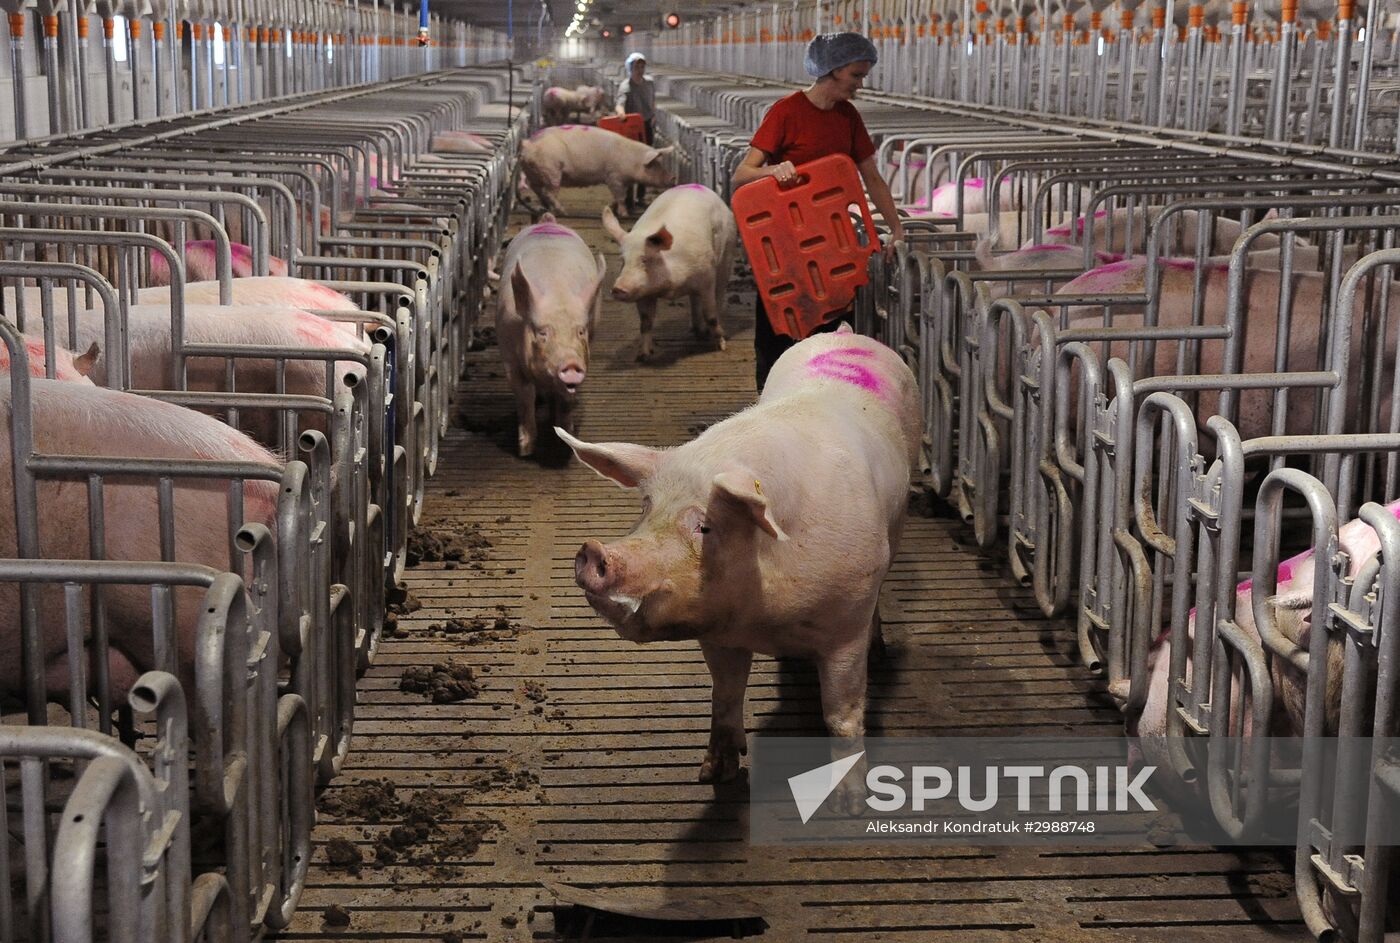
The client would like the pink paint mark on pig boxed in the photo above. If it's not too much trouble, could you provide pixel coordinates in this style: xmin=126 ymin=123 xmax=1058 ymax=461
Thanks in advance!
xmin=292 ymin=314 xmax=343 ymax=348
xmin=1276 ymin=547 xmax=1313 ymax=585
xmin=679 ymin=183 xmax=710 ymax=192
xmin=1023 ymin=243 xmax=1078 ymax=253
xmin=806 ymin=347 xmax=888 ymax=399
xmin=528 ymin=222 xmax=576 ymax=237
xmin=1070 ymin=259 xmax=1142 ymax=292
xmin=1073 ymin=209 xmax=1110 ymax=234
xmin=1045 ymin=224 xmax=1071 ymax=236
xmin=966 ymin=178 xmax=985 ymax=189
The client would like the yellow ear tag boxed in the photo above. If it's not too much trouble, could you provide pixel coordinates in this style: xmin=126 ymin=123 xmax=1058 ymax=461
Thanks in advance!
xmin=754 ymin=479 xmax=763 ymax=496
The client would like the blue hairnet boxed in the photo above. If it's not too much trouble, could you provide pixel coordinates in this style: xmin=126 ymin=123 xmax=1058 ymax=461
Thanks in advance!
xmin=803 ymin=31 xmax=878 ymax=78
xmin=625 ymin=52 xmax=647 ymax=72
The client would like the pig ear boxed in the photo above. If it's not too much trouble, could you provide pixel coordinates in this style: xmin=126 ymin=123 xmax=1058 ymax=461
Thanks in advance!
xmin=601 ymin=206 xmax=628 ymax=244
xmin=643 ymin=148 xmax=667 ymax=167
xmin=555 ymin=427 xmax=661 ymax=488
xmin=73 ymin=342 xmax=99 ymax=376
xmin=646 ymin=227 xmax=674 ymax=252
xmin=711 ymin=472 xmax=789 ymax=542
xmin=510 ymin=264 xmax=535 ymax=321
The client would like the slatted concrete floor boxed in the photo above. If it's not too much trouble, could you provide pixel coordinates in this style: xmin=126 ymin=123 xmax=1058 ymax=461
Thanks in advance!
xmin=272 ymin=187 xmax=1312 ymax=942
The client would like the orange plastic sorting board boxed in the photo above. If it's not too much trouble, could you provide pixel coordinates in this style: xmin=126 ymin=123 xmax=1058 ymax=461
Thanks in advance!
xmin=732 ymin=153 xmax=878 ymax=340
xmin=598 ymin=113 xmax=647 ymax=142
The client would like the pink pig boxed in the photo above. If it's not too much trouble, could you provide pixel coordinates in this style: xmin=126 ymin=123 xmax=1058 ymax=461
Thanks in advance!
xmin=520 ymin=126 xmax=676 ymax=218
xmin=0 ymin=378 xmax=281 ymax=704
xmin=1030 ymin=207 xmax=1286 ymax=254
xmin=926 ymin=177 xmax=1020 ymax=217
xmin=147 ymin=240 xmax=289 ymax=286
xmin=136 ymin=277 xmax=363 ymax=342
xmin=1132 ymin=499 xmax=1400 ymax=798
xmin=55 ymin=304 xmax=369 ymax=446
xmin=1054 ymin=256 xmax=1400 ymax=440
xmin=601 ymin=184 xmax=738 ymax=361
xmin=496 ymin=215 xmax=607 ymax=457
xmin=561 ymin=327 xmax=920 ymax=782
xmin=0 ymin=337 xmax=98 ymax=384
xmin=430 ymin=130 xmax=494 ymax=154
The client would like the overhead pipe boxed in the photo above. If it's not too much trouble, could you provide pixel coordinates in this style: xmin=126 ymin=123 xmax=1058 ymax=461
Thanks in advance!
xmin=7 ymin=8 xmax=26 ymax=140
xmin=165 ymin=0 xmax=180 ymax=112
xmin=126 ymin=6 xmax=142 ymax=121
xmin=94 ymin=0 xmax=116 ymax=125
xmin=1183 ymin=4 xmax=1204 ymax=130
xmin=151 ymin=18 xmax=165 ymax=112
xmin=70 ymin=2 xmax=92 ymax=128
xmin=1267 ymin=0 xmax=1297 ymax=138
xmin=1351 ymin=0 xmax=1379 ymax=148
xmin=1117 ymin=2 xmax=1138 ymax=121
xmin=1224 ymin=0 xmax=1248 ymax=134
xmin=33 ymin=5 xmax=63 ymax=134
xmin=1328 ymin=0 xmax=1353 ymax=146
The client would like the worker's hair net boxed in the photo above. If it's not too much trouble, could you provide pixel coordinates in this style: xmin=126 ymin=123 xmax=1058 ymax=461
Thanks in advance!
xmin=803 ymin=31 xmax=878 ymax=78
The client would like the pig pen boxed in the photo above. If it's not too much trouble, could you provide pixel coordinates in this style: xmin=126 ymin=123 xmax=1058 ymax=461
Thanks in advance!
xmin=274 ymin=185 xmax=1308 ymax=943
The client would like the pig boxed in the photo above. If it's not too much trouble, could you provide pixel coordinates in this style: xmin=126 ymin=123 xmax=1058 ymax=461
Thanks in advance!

* * *

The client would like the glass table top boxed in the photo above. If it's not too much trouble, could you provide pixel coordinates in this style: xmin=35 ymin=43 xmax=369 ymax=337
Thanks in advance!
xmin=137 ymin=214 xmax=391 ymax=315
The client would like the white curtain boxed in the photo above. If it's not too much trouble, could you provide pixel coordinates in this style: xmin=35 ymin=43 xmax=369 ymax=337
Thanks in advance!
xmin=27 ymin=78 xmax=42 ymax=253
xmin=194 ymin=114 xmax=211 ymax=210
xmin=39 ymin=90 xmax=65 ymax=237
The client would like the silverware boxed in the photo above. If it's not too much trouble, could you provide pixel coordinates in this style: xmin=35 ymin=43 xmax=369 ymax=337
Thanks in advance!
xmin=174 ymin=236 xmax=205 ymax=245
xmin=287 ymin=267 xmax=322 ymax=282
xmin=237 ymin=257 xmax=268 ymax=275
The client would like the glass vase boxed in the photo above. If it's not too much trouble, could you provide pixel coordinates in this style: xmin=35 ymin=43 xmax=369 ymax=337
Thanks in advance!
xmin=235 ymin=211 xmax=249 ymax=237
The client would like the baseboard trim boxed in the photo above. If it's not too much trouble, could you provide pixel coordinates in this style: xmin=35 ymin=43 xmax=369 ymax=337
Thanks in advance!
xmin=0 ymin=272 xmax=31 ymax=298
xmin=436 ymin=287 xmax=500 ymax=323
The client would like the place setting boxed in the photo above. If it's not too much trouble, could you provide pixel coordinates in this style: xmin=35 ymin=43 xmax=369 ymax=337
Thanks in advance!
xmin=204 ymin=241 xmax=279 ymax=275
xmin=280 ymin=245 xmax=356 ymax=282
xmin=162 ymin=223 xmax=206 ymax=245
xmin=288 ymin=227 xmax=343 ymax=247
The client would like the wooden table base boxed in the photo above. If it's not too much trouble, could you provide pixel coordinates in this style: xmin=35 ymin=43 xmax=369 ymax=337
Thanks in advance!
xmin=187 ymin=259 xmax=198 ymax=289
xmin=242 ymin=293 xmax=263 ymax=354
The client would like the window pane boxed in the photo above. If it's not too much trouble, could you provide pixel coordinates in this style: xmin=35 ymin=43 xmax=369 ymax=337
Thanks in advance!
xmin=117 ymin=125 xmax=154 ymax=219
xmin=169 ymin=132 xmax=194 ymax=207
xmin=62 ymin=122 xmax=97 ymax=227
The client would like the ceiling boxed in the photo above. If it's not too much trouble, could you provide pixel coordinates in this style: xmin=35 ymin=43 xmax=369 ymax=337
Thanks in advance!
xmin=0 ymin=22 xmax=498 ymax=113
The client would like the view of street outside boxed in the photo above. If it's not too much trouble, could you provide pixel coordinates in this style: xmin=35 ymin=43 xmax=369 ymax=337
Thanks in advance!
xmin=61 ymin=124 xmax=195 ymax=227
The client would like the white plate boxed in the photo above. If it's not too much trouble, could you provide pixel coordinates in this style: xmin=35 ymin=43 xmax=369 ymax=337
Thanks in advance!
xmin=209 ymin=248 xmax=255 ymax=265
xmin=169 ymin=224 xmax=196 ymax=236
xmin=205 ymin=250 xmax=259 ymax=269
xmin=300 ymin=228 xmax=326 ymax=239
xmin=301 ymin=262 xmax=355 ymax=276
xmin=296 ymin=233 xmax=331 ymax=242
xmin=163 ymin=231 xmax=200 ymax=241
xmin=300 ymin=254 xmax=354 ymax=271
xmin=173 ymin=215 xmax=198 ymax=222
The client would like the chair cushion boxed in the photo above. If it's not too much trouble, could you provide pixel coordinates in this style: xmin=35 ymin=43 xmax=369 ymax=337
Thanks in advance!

* * *

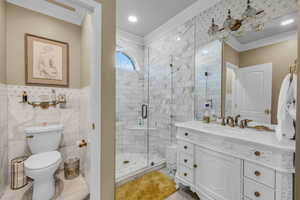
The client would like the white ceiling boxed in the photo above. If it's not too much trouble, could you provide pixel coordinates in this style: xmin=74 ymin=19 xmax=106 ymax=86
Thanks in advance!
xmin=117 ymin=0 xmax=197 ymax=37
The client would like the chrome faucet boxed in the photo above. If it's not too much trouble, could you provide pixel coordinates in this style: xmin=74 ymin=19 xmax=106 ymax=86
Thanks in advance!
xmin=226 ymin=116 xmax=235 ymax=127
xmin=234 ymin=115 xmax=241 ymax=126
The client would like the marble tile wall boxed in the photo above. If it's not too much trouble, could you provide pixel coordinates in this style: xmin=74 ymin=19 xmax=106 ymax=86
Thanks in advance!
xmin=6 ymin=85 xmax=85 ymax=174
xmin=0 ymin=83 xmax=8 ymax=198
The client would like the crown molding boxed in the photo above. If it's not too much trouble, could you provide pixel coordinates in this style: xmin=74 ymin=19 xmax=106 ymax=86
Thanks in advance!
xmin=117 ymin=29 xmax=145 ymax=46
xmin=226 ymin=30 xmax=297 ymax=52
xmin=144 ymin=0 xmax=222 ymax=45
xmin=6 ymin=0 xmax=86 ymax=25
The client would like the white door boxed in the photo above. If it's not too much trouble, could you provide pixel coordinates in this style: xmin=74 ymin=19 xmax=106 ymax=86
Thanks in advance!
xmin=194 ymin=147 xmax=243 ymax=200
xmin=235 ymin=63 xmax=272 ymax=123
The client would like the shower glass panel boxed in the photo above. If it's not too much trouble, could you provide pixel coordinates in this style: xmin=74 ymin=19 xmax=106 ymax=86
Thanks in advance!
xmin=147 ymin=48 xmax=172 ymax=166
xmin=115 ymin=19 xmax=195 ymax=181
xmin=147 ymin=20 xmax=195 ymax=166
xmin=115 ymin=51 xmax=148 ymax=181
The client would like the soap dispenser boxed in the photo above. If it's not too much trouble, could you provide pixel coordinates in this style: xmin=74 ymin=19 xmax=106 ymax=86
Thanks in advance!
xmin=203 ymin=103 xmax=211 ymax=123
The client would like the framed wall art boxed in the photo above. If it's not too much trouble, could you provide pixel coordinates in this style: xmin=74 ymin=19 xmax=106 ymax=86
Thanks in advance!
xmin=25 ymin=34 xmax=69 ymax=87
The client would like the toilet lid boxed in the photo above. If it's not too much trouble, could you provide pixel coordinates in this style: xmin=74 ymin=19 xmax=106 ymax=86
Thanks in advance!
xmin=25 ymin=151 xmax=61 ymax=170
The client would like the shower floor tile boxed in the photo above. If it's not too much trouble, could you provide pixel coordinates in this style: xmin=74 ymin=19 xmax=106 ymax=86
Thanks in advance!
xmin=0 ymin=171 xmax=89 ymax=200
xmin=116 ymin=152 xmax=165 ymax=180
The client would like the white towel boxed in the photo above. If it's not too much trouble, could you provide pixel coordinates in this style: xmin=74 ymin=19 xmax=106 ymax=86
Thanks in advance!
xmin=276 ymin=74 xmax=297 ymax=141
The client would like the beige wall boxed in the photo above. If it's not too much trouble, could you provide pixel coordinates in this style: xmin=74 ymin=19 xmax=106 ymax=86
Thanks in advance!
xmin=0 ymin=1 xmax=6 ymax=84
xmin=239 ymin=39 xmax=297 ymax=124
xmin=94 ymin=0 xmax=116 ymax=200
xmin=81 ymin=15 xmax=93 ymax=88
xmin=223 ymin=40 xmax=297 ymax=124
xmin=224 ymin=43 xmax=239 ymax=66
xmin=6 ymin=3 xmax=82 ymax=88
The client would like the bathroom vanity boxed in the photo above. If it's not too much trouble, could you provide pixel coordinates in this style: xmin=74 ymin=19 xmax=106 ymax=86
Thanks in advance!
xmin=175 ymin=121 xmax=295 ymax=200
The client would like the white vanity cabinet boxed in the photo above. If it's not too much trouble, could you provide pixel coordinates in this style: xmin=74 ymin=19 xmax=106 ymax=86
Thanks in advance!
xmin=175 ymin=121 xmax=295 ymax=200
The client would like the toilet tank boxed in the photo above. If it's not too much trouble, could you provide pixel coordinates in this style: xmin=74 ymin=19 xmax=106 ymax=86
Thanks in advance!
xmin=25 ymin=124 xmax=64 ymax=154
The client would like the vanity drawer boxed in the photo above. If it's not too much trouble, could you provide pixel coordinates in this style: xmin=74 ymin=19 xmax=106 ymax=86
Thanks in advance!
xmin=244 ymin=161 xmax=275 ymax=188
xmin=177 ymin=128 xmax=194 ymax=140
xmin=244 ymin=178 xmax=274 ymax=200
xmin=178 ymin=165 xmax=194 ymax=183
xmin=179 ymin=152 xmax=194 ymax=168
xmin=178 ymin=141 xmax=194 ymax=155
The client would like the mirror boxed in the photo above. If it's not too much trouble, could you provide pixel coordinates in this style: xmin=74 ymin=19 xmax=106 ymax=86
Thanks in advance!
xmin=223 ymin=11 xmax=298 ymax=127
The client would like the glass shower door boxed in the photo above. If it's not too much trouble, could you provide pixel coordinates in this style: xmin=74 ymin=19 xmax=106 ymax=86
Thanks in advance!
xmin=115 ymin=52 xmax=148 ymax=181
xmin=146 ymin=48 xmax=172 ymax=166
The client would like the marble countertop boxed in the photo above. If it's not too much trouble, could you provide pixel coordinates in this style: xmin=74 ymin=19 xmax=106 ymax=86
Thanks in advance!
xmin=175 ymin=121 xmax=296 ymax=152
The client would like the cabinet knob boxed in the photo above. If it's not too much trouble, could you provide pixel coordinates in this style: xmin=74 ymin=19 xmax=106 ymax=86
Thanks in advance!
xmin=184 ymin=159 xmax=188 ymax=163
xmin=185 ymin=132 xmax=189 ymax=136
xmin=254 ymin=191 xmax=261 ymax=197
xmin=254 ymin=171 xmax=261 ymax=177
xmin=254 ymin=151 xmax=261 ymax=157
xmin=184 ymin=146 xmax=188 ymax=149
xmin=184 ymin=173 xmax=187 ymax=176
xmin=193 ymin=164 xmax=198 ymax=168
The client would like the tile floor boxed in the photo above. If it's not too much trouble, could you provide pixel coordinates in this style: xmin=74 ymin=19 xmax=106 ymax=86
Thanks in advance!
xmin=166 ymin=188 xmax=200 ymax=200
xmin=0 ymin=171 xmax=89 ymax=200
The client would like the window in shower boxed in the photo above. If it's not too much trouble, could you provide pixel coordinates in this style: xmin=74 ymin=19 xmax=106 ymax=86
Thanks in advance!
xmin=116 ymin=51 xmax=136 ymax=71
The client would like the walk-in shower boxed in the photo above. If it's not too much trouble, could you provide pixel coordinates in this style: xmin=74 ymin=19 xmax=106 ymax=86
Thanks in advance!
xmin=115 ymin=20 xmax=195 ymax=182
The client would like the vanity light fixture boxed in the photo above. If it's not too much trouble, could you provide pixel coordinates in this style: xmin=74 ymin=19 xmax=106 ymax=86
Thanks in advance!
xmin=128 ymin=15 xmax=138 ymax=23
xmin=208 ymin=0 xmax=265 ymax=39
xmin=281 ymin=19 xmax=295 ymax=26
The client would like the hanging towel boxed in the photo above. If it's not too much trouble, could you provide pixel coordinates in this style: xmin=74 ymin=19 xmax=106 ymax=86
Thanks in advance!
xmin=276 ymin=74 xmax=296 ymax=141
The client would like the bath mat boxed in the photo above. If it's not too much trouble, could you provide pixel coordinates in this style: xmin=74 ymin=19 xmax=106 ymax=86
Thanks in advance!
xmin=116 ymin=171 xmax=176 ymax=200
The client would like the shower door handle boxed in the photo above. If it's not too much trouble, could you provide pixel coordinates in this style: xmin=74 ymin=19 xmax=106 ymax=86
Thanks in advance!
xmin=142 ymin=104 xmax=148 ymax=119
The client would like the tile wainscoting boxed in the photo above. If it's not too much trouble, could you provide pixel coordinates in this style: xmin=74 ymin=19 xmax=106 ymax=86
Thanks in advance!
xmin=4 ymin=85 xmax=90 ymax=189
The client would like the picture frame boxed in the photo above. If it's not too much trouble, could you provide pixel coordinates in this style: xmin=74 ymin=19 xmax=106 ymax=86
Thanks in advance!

* * *

# WORK TO COMPLETE:
If a line in the records above holds the string "door", copy it out.

# RESULT FOR THIS EXERCISE:
The client would like the white door boxed in the photo above. If it's not too much trouble, could you provide pixel coordinates in this style: xmin=74 ymin=19 xmax=106 ymax=86
The client would like the glass shower door boxed in the photo above. If it's not too much trouble, could you provide pixel coordinates in this style: xmin=74 ymin=19 xmax=106 ymax=86
The client would like the shower door handle boxed in the photo above. If it's not too much trouble, could you provide pixel coordinates in this style: xmin=74 ymin=19 xmax=106 ymax=86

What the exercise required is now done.